TASK. Could you edit the stretch from "# I need bounding" through "[224,9,326,82]" so that "rocky outcrop" reads "stone ledge", with everything else unchanged, and return only those lines?

INPUT FOR THIS TASK.
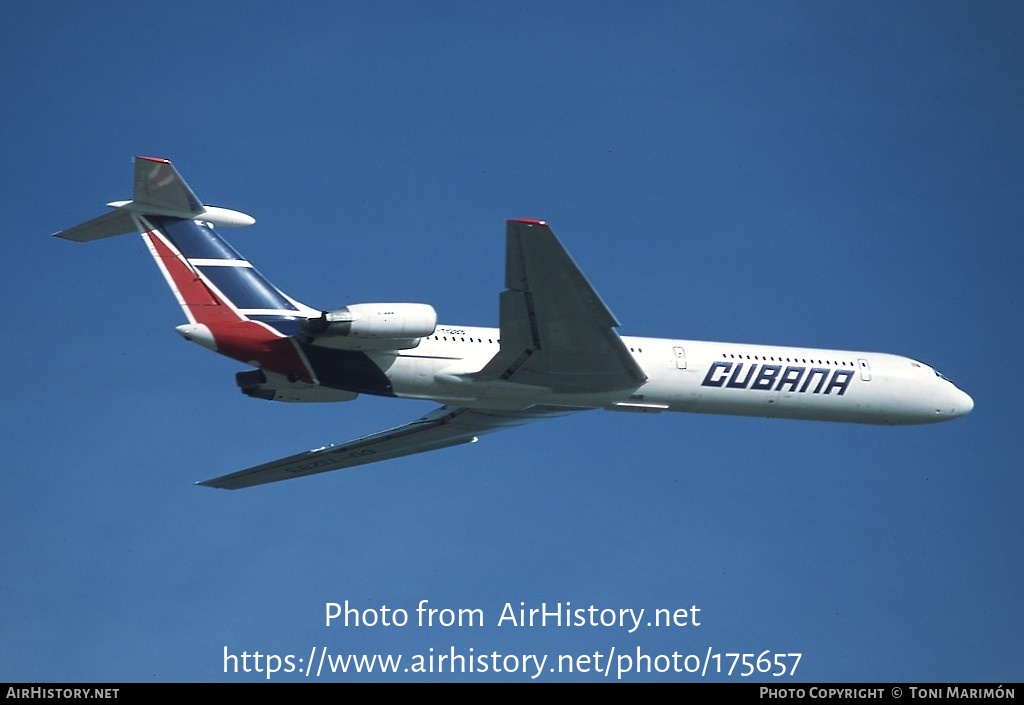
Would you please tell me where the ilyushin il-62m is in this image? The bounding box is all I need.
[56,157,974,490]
---
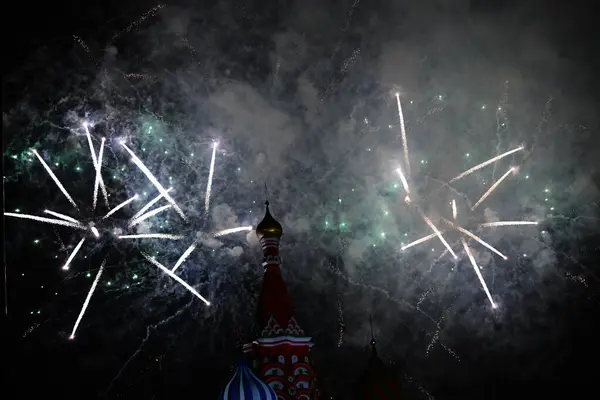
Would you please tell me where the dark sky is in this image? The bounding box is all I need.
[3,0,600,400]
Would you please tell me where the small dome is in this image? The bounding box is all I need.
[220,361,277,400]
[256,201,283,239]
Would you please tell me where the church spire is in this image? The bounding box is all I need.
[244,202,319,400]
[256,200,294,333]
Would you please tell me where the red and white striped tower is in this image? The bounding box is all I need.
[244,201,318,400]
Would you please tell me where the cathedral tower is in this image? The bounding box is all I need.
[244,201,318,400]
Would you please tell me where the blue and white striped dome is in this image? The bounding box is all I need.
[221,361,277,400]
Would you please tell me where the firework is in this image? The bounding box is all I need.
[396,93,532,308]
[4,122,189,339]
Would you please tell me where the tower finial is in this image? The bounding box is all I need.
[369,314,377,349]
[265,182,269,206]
==
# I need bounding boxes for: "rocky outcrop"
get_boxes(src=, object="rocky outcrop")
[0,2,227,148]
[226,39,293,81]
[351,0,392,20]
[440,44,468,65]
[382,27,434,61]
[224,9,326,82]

FINAL RESULT.
# I need bounding boxes for: "stone ledge"
get_boxes(src=, object="stone ledge")
[0,2,227,148]
[226,39,293,81]
[351,0,392,20]
[440,44,468,65]
[382,27,434,61]
[224,9,326,82]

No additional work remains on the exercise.